***** ARTICLE *****
The Role of Nonmarket Valuation in Hydropower Relicensing: An Application of a Pattern Modeling Approach

Article excerpt

Requests for economic analysis in environmental policy decisions are increasing. Many professional economists have responded by crafting benefit-cost guidelines for monetizing people's preferences for environmental services. The nonmarket valuation literature, which includes such techniques as contingent valuation (CV), hedonic price models, and travel cost methods, often explicitly rests on the premise that monetizing environmental amenities is a precondition for environmental interests to be adequately reflected in policy decisions. For example, a well-known CV practitioner recently asserted "failure to quantify ecosystem values in commensurate terms with opportunity costs often results in an implicit value of zero being placed on ecosystem services (Loomis et al. 2000, 104). Increasingly, ecologists are also calling for use of nonmarket valuation techniques in environmental policy making. One highly publicized effort to quantify the value of the world's ecosystems justified the effort on the premise that " because ecosystem services are not fully 'captured' in commercial markets or adequately quantified in terms comparable with economic services and manufactured capital, they are often given too little weight in policy decisions" (Costanza et al. 1997, 253). However, surprisingly little systematic research has been conducted into whether and how nonmarket valuation analysis is used in environmental policy making and whether the absence of such valuation does result in "an implicit value of zero" being placed on ecosystem services. It is simply not known whether participants involved in making environmental decisions find nonmarket valuation legitimate, compelling, and influential.
*****
§ **EXERCISE**:
Pick up the article on nonmarket valuation in hydropower relicensing right after its last sentence and keep it going.
***** ENTRIES SHOWN *****
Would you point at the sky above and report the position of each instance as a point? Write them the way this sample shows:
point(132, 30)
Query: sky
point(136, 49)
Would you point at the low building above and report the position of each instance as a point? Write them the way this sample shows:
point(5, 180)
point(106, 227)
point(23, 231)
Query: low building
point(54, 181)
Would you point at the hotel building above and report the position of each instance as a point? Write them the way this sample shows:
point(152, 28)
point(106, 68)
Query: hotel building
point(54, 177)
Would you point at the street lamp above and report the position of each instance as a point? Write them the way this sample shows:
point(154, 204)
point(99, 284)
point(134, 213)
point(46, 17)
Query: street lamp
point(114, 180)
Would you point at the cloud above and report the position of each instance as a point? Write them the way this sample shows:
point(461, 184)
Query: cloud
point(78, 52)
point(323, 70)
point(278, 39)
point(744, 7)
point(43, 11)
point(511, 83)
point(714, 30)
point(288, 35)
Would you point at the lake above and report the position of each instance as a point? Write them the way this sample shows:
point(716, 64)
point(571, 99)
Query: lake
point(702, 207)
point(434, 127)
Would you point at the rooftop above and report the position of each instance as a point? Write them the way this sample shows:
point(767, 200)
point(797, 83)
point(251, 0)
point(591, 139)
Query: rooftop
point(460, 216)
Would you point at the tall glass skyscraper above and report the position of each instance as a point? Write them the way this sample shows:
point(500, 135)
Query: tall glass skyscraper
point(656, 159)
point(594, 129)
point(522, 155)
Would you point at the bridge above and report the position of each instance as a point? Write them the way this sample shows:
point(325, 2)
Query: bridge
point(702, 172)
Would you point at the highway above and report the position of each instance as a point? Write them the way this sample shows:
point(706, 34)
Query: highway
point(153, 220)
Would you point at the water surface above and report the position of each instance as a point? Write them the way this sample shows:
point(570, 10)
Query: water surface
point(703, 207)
*****
§ **RESULT BELOW**:
Assessing what kinds of analysis decision participants find credible is hampered by the long-recognized complexity and recursive nature of public decision making (Lindblom 1979, 1990; Simon 1957; March 1982). Many attempts to address the role of economic analysis in policy making deal inadequately with this complexity. For example, in advocating the application of benefit cost analysis, J. Kenneth Arrow et al. (1996, 222) cited a study by Arthur G. Fraas (1991) as evidence that "benefit-cost analysis has played an important role in decision making." However, the Fraas paper simply reported that two regulatory decisions coincided with the results of a benefit-cost analysis. In another study, Fraas and Vincent G. Munley (1989) reported a weak statistical relationship between the cost-effectiveness studies made of pending environmental regulations and the rules promulgated. However, a simple one-way correlation between the time an analysis was completed and the time a decision is made is insufficient evidence f or concluding that benefit-cost or nonmarket valuation influenced the decision made.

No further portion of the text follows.